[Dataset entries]
↓↓↓
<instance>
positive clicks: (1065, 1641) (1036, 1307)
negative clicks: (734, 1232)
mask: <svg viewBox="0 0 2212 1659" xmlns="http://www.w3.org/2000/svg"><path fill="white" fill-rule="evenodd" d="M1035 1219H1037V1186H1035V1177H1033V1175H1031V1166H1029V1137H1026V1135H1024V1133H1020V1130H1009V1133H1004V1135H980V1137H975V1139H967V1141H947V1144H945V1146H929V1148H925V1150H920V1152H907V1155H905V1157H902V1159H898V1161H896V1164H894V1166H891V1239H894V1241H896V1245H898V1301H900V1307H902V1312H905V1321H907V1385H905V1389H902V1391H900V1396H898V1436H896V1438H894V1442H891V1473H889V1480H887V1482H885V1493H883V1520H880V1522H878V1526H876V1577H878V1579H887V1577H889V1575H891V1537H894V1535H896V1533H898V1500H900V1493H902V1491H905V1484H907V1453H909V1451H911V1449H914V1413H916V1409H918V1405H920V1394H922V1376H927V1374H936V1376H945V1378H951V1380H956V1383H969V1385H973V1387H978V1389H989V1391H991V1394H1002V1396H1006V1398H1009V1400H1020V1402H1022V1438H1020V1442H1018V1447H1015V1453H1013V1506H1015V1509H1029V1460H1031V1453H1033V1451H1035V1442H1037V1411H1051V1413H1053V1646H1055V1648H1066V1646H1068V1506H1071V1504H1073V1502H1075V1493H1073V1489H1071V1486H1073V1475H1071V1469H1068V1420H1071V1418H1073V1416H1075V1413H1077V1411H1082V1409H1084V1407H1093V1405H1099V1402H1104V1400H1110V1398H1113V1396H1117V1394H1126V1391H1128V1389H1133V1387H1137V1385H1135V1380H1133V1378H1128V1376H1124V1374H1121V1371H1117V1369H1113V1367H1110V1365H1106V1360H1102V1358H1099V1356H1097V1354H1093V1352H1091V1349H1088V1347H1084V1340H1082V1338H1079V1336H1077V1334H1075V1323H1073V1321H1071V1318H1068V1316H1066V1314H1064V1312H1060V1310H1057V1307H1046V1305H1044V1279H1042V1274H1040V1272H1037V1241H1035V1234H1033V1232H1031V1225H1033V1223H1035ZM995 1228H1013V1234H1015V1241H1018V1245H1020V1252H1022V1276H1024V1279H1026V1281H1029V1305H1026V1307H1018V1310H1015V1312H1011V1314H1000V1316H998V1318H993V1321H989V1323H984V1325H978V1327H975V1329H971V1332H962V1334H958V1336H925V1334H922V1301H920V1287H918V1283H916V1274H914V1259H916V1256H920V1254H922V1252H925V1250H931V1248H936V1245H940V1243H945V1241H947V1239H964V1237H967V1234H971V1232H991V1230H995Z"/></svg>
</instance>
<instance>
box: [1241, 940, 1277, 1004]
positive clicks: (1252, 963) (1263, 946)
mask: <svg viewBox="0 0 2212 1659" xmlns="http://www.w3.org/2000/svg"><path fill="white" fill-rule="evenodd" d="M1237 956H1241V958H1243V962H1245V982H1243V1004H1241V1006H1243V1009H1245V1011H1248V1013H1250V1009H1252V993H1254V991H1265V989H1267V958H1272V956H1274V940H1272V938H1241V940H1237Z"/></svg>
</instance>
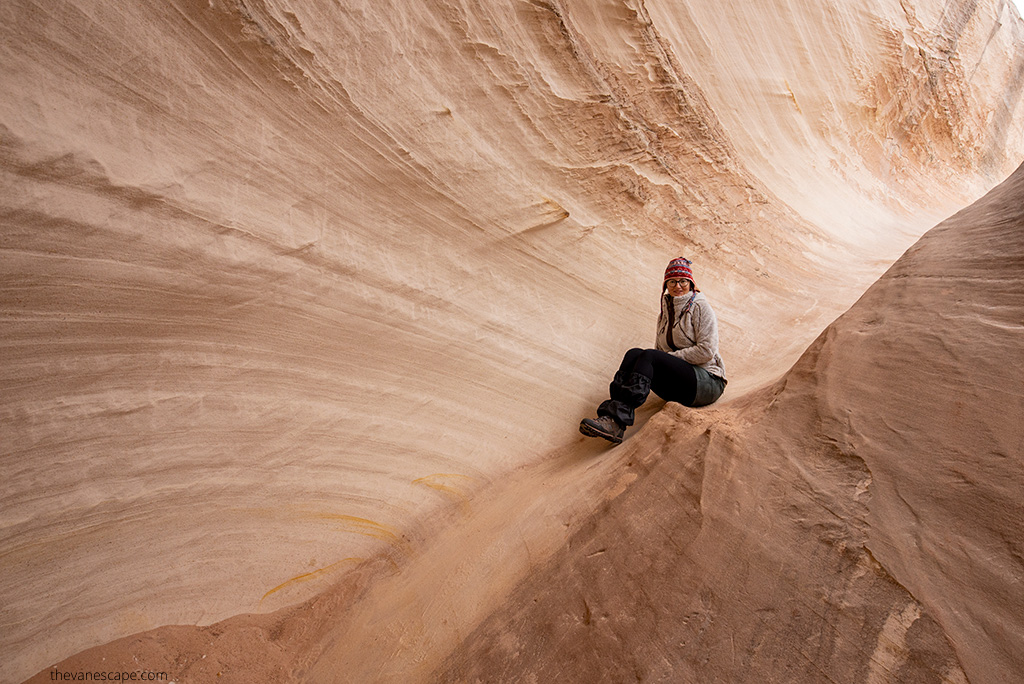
↑↑↑
** DESCRIPTION OF THE TASK **
Reproduce the data above verbatim, from its very first line through the line containing "negative clicks: (734, 1232)", with both of those lines included.

** SOLUTION TO THIS EXERCISE **
<instance>
positive clicks: (1065, 1641) (1036, 1307)
negative clicks: (734, 1232)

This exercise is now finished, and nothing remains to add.